▶ _Excerpt to read_

————————

Spatial Spending 2; Geographic Regions

There is as yet no regional level administration, even though a provision for such a system has existed since 1977 and outlined seven or eight so-called Economic Regions. In this research we have identified six socio-geographic regions that better reveal spatial inequality and are different from the Economic Regions. They are:

  • The largely urban capital metropolis of Greater Cairo (Cairo, Giza and Qalyubia)
  • Egypt’s second largest city/governorate of Alexandria
  • The cohesive Suez Canal zone (Port Said, Ismailia and Suez)
  • T he rural/industrial Delta (Damietta, Daqahlia, Kafr al-Sheikh, Beheira, Munfia, Gahrbia and Sharkia)
  • T he mostly rural Upper Egypt (Fayoum, Beni Sweif, Minya, Assuit, Sohag, Qena, Luxor and Aswan)
  • The sparsely populated desert Frontier (Matruh, Wadi al-Gadid, Red Sea, North Sinai and South Sinai).

 

Administrative Divisions; Existing Built Environment and New Cities

There is an administrative distinction at the sub-national level particular to Egypt. Within the 27 sub-national governorates, Egypt has a dual local administrative structure. There are mainstream local administrations, or municipalities, that manage over 200 cities and 4000 villages where over 98 percent of Egyptians live.[13] This we have termed the Existing Built Environment (Existing BE). And then there are the 31 so-called New Cities that have been built and run by the New Urban Communities Authority (NUCA), a public corporation administered at the national level by the Ministry of Housing, Utilities and Urban Development (MoH). These are referred to simply as New Cities.

1.3 Expenditure Data, Sources and Government Agencies’ Information

The BE Budget has focused only on public investments allocated to built environment projects outlined in the sectors presented in Chapter 6 of the General State Budget and other documents,. This means that the rest of the expenditure budget line items are omitted.[14]

Given that the General State Budget is not published in a programs budget format, only planned allocations of Chapter 6, Investments, are relevant to this study. This allocation is concerned with investments directed to construction or developing infrastructure across sectors.
These figures provide a picture of how the government plans to spend public money on economic and social development programs, and do not reveal actual spending or information on accessibility of services.

The project has gathered this information through three main data sources all of which were published online, excluding the Official Gazette documents as explained below;

  • Mainstream budget documents released by the Ministry of Finance (MoF) and Offical Gazette,[15]
  • Programmatic and geographic spending as outlined in the Ministry of Planning’s (MoP) Economic and Social Development Plan,[16]
  • Agency specific budgets, in this case NUCA’s budget documents.[17]

Public Budget: Central administration, Local administration and Services authorities – (MoF)

The General State Budget provides economic expenditure allocations across three divisions of government: Central Administration, Local Administration and Services Authorities. Only Central Administration and Services Authorities’ documents are relevant for this study. Data for the relevant sectors of the Built Environment Budget is found through the sectoral sections of the MoF: Economic Affairs Sector, Environment Protection Sector and Housing & Public Infrastructure Sector.

Economic Entities’ Budgets – (MoF – Offical Gazette)

The Offical Gazette provides the budgets for Economic Entities: publicly owned corporations. Offical Gazette documents can be accessed through an e-mail mailing list with a paid membership. Seven economic entities are relevant for this study.

————————

▶ _Data provided_

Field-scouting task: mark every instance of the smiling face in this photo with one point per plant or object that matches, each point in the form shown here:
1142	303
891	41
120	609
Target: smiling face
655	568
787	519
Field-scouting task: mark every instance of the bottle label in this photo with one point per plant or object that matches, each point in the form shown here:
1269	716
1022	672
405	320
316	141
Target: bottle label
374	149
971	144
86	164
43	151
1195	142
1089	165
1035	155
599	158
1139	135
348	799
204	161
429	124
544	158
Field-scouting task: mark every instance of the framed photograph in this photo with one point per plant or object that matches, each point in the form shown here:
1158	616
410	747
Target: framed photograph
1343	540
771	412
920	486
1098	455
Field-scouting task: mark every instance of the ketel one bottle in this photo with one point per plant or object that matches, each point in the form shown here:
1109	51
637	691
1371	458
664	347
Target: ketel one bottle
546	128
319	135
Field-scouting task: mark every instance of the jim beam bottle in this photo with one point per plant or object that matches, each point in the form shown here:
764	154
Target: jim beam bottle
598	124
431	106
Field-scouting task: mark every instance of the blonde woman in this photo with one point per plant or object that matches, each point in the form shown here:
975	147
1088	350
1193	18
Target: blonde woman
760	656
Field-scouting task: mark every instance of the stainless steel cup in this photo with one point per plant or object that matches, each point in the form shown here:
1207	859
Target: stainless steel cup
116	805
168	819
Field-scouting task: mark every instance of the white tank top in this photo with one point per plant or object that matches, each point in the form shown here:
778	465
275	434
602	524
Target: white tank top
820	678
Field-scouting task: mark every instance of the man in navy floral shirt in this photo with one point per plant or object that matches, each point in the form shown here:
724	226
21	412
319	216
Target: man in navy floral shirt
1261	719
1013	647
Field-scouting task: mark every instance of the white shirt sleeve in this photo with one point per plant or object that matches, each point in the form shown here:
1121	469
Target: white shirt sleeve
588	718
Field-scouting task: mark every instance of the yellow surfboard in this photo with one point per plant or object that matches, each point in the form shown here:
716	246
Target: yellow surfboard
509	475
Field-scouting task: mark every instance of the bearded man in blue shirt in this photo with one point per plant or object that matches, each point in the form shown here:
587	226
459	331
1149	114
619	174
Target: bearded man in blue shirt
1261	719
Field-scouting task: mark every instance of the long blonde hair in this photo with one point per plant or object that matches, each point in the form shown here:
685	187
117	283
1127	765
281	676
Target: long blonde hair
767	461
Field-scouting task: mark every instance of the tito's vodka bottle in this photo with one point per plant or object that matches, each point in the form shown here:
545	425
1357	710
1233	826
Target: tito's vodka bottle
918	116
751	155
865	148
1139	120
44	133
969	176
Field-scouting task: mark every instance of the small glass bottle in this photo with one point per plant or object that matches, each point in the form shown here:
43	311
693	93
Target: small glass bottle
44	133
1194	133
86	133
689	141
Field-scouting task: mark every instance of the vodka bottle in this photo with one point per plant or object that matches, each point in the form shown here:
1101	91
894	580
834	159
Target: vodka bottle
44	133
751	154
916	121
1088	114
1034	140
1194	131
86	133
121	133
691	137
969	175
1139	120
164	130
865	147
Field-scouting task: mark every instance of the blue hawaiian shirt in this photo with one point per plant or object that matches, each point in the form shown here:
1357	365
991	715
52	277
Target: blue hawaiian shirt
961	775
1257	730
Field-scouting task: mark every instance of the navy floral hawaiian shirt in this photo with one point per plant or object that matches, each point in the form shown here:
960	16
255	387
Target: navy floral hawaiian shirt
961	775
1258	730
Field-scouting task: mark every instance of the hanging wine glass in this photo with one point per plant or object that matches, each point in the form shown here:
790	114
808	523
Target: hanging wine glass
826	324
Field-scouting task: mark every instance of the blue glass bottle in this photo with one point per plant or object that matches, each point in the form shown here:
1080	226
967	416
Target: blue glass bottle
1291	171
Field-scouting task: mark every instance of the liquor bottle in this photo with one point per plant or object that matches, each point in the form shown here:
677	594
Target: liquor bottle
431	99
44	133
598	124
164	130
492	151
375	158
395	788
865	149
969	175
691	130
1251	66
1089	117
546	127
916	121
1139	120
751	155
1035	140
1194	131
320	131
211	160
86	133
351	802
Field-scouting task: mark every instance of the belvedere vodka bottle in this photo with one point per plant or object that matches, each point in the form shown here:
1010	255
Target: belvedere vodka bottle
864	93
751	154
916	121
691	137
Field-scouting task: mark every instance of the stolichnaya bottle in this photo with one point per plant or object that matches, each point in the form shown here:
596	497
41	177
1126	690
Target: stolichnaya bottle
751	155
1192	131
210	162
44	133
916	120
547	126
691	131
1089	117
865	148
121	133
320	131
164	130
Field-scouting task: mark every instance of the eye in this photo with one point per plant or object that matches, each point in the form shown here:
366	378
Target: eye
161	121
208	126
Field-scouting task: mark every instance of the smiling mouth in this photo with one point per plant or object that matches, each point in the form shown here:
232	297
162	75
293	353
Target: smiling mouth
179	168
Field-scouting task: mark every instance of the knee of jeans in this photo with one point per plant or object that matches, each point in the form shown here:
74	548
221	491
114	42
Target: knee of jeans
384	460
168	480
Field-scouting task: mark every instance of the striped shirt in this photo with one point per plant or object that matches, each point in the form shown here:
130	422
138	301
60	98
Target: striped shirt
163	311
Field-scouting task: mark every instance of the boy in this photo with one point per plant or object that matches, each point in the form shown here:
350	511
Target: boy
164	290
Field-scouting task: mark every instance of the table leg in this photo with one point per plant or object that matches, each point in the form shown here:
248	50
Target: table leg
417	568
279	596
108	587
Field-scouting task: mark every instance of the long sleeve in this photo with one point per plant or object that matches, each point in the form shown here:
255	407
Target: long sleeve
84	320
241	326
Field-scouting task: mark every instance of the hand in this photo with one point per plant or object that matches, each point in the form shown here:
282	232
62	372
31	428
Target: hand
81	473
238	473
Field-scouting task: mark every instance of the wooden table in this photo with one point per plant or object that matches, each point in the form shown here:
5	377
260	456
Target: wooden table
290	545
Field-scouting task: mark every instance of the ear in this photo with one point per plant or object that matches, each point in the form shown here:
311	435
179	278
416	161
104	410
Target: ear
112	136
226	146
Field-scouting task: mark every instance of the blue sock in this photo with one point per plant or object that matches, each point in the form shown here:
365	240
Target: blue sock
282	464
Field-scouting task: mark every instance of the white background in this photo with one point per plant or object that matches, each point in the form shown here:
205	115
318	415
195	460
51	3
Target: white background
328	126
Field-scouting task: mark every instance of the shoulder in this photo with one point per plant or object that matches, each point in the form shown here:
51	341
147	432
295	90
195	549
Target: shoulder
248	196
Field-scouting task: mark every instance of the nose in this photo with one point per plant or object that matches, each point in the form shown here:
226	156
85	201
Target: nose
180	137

————————

▶ _Problem description_
Revise the section of the passage on Egyptian public spending from "There is as" to "Giza and Qalyubia)", writing it out again with "Planning Regions" in place of "Economic Regions". The items were taken from a different source than the passage.

▶ _Reply to the exercise_
There is as yet no regional level administration, even though a provision for such a system has existed since 1977 and outlined seven or eight so-called Planning Regions. In this research we have identified six socio-geographic regions that better reveal spatial inequality and are different from the Planning Regions. They are:

  • The largely urban capital metropolis of Greater Cairo (Cairo, Giza and Qalyubia)